§ TEKST ŹRÓDŁOWY
↓↓↓

Na forum takich organizacji zaczęto mówić o wielu sprawach znacznie wcześniej, niż w Polsce. Chodzi np. o obecność prawników w mediach społecznościowych, o nowych technologiach w naszej pracy i związanej z nimi ochronie danych klientów. Można się dowiedzieć, jak działają pewne instytucje z innych systemów, także common law. To ogromnie wzbogaca zawodowo. Mnie inspiruje do pracy na rzecz takiej organizacji. Po wielu latach wybrano mnie najpierw wiceprezydentką, a teraz prezydentką. Nie zdecydowała o tym moja płeć, tylko umiejętności i zaangażowanie.

We władzach FBE większość stanowią mężczyźni. Jak sobie pani radzi ze współpracą z nimi?

Oprócz mnie w prezydium jest jedna kobieta i czterech mężczyzn. Być może nie otrzymałam na początku takiego zaufania, jakie miał mój poprzednik mężczyzna, ale z biegiem czasu to się zmieniło na lepsze. Być może mężczyznę obejmującego takie stanowisko darzy się zaufaniem niejako z automatu, ale kobieta na pewno musi na to zapracować. Nie bałam się tego, staram się wiedzieć co się dzieje w organizacji. Myślę, że to jest doceniane. Ostatnio usłyszałam zresztą od wiceprezydenta, który prawdopodobnie obejmie mój fotel jako następca, że po mnie trudno mu będzie się zmierzyć z wyzwaniami przewodniczenia takiej organizacji. To prawdziwy komplement, który naprawdę cieszy. Niemniej jednak, nie obywa się bez trudności. Ostatnio zaproponowałam, by w ramach naszej organizacji ustalić parytety płci w obsadzie prezydium.. Niestety, na razie nie wszyscy reprezentanci europejskich samorządów prawniczych są do tej inicjatywy przekonani. Zdania krytyczne słyszałam niestety od głównie kolegów, a nie koleżanek).

Być może praktyczne sytuacje są takie, jak podczas konferencji FBE w Gdańsku, podczas której się spotykamy. Odbywają się tu ciekawe panele dyskusyjne o praworządności, sztucznej inteligencji w pracy prawnika oraz o współpracy z kolegami po fachu z Ukrainy. Większość panelistów to mężczyźni. Byłoby chyba dziwne, gdyby ustalać tu parytety zamiast po prostu zaprosić chętnych, którzy się na tych tematach znają.

↑↑↑

§ ZEBRANE DANE
↓↓↓

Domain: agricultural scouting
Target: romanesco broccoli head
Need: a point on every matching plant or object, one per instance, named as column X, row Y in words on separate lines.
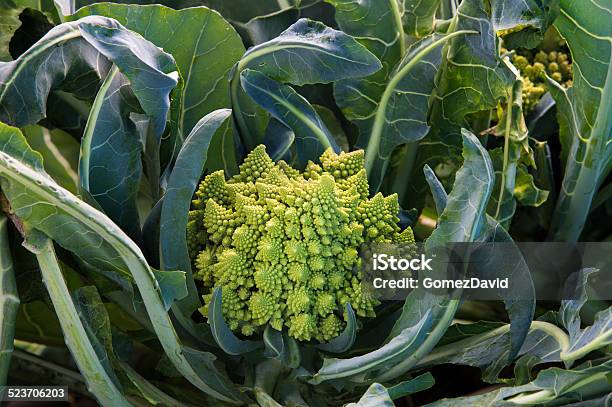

↑↑↑

§ ZADANIA DO WYKONANIA
1/ Zapisz w formie zwięzłej listy akapit tekstu o FBE rozpoczynający się od słów „Na forum takich organizacji”. Zachowaj jego główne fakty.
2/ Rozwiń tekst o FBE, pisząc jego dalszy ciąg od miejsca, w którym się kończy.

§ OCZEKIWANE ODPOWIEDZI
1/
- Na forum takich organizacji o wielu sprawach zaczęto mówić znacznie wcześniej niż w Polsce, np. o obecności prawników w mediach społecznościowych, o nowych technologiach w pracy i o związanej z nimi ochronie danych klientów.
- Można się dowiedzieć, jak działają instytucje z innych systemów, także common law.
- To ogromnie wzbogaca zawodowo i inspiruje mnie do pracy na rzecz takiej organizacji.
- Po wielu latach zostałam wybrana najpierw wiceprezydentką, a teraz prezydentką.
- Nie zdecydowała o tym płeć, tylko umiejętności i zaangażowanie.

2/
Akurat tu głównym organizatorem jest gdański samorząd radcowski, gdzie dziekanem jest kobieta, Magdalena Witkowska. Zresztą współpraca zagraniczna w samorządzie radcowskim to głównie domena kobiet. A co do tych paneli – to wciąż jest problem chęci kobiet do angażowania się w zajęcia, które zabierają czas kosztem na przykład zajęć stricte zawodowych i domowych. Z tego względu przydałyby się w świecie prawników rozwiązania takie, jak np. Amsterdamie. Tam funkcja dziekana miejscowej rady adwokackiej jest dzielona między dwie kobiety, które jej współprzewodniczą. Praca samorządowa bywa bowiem czasochłonna, a jeśli prawniczka wciąż chce prowadzić swoją praktykę zawodową i wciąż zajmować się domem – trudno to pogodzić.

Może to kwestia dobrej organizacji i wsparcia w rodzinie. Wiem skądinąd, że radczyni prawna prowadząca panel o nowych technologiach zostawiła w drugim końcu Polski małe dziecko pod opieką męża.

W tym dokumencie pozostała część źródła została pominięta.